• _Source data_:
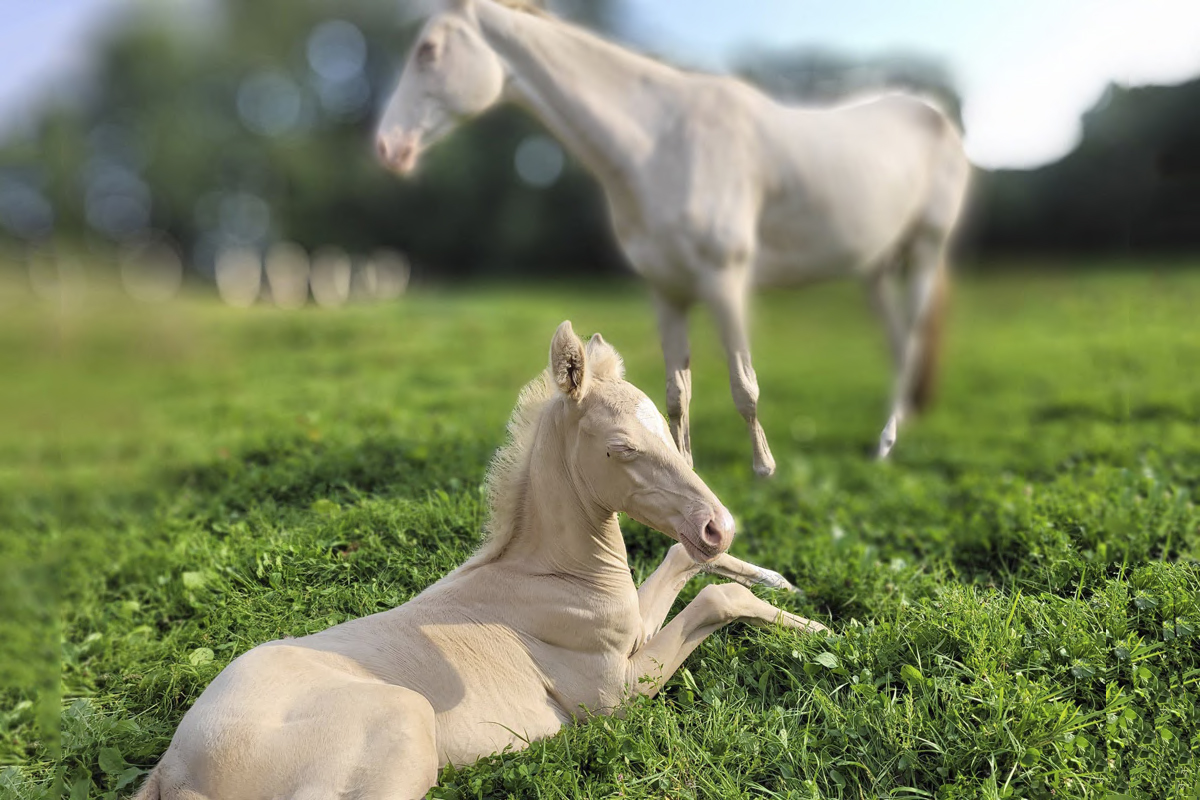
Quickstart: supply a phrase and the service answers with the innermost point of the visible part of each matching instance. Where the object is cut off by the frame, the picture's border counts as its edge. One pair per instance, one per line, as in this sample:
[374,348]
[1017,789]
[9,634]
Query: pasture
[1014,595]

• _Brief_:
Copy the rows above, swapping "instance" for "occurrence" and changing nothing else. Leave out the pictures.

• _Complete response_:
Quickstart: supply a phrase and the service answers with the innermost point of the visible part of each matching occurrence. Where the object is cut off by the frame, the picture's border counts as its edge. One pair per occurrence, one per line, as in this sample:
[374,348]
[1017,789]
[9,634]
Query: pasture
[1014,595]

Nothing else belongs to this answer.